▸ PROBLEM TO WORK ON:
Starting with the line that contains "the puppy's nose." and going on through the end of the items, write those lines out again with "small rock" swapped for "loose pebble" and nothing else changed.

═══ RECORD EXCERPTS ═══

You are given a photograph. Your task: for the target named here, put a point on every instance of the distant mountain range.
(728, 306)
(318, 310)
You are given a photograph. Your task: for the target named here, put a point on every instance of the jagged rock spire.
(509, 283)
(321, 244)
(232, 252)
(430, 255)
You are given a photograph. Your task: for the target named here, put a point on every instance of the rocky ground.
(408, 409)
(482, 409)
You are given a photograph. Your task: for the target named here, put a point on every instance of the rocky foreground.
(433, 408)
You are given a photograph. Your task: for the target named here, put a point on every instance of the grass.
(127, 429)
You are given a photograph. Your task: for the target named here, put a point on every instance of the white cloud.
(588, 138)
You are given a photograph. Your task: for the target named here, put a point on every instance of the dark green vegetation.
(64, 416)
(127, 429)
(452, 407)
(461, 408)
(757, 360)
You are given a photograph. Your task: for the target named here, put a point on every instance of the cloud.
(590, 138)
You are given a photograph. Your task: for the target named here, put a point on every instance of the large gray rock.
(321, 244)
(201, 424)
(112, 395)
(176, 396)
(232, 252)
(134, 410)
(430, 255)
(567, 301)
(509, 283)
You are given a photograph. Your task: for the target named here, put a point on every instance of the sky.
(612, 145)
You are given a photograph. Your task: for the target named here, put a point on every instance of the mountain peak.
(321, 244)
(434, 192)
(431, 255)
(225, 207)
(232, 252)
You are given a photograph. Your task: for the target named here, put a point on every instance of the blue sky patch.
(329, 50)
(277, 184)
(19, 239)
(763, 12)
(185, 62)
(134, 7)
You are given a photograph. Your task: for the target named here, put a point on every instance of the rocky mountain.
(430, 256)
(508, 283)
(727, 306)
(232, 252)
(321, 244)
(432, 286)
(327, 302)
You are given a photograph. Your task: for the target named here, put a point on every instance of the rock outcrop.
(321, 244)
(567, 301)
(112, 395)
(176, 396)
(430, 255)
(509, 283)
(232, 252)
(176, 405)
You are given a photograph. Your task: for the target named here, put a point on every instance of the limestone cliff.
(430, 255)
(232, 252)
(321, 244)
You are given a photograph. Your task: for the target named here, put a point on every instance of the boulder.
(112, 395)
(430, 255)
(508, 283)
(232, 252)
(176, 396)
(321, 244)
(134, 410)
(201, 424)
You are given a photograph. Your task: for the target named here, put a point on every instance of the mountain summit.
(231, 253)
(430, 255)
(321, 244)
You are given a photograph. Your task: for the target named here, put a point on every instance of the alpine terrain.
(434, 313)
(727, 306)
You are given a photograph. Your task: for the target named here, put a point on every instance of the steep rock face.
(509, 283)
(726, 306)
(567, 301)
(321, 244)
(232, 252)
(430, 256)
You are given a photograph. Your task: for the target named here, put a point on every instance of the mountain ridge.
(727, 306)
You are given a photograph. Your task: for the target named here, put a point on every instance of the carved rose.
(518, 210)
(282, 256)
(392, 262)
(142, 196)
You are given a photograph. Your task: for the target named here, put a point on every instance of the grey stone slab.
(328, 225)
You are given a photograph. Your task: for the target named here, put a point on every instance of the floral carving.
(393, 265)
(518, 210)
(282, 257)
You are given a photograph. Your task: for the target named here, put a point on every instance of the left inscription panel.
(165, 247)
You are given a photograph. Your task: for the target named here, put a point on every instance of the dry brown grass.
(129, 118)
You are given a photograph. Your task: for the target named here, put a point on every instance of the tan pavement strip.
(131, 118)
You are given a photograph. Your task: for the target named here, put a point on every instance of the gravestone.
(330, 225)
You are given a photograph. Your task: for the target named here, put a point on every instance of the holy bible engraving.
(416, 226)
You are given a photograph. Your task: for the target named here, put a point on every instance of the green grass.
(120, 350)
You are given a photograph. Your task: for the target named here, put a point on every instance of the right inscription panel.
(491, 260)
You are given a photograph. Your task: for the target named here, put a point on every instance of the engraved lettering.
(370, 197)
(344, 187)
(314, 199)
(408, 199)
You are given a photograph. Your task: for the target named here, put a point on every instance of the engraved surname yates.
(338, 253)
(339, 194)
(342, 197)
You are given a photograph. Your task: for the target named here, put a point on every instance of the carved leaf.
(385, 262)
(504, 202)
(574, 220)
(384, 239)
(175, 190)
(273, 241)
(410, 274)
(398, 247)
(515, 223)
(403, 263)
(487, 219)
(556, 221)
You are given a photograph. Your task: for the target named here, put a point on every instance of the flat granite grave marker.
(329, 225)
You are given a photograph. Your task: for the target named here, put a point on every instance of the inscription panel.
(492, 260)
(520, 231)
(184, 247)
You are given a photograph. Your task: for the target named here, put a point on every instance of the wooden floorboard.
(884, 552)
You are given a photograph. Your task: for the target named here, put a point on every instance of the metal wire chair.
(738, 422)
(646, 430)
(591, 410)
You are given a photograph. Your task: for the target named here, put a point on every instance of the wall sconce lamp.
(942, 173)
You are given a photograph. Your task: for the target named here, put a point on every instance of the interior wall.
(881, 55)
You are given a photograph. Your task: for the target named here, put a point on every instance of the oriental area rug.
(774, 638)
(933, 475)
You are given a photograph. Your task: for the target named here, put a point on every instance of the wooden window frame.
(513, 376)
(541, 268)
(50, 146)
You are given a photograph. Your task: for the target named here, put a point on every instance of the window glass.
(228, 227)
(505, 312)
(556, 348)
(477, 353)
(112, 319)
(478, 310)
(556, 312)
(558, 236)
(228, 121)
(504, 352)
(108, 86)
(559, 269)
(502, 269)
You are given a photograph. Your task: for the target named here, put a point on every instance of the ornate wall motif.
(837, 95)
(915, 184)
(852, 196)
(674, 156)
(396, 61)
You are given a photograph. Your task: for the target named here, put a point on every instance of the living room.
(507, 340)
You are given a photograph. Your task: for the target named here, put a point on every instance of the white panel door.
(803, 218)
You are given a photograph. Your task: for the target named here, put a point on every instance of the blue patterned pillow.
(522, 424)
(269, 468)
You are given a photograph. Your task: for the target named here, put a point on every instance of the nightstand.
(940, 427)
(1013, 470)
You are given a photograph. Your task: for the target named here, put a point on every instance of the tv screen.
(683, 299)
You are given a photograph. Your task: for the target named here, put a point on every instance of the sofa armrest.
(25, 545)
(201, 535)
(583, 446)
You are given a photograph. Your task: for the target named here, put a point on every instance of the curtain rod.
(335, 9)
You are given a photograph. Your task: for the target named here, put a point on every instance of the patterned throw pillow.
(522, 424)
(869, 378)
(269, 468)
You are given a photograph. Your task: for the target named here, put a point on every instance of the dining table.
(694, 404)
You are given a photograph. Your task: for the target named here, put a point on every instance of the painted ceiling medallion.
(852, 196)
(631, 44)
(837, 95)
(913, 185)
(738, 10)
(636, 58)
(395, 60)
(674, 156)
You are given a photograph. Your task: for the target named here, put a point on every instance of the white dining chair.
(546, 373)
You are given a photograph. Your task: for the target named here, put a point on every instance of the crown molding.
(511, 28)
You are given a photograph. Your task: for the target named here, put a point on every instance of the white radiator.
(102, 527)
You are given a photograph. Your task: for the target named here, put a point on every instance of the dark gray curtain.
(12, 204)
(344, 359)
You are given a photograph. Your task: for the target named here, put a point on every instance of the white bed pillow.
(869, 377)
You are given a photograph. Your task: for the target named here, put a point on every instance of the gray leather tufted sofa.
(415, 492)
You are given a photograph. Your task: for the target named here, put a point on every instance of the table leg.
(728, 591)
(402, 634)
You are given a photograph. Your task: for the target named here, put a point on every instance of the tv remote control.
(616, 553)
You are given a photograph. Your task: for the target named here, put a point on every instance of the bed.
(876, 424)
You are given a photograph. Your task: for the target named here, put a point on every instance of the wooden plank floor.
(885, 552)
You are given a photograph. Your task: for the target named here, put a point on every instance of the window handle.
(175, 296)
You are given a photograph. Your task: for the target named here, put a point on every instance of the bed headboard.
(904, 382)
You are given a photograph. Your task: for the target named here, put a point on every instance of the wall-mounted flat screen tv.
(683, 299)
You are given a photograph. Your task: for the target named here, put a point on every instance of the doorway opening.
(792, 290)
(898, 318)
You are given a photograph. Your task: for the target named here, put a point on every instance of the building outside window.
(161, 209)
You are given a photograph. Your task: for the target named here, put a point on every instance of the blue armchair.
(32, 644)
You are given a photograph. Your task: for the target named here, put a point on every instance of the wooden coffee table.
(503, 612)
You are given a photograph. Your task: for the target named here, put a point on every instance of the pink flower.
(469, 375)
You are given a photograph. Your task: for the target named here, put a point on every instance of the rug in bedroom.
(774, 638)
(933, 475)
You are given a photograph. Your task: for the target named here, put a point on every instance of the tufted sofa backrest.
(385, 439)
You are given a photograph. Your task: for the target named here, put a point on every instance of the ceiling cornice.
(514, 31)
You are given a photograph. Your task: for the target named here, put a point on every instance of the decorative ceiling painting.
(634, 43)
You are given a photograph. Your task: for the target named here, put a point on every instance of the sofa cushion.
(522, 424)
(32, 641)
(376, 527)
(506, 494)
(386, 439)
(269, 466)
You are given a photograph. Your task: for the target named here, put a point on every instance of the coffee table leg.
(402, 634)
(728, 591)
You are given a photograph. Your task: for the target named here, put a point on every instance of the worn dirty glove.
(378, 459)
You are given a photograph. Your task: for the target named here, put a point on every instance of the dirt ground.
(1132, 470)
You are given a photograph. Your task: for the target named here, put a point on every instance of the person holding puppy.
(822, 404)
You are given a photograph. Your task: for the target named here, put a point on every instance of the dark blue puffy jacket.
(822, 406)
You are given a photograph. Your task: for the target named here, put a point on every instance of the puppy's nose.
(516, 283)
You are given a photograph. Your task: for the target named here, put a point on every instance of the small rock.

═══

▸ EXPECTED ANSWER:
You are given a photograph. Your task: for the target named here, put a point on every instance of the puppy's nose.
(516, 283)
You are given a photograph. Your task: for the target named here, put a point on every instance of the loose pebble.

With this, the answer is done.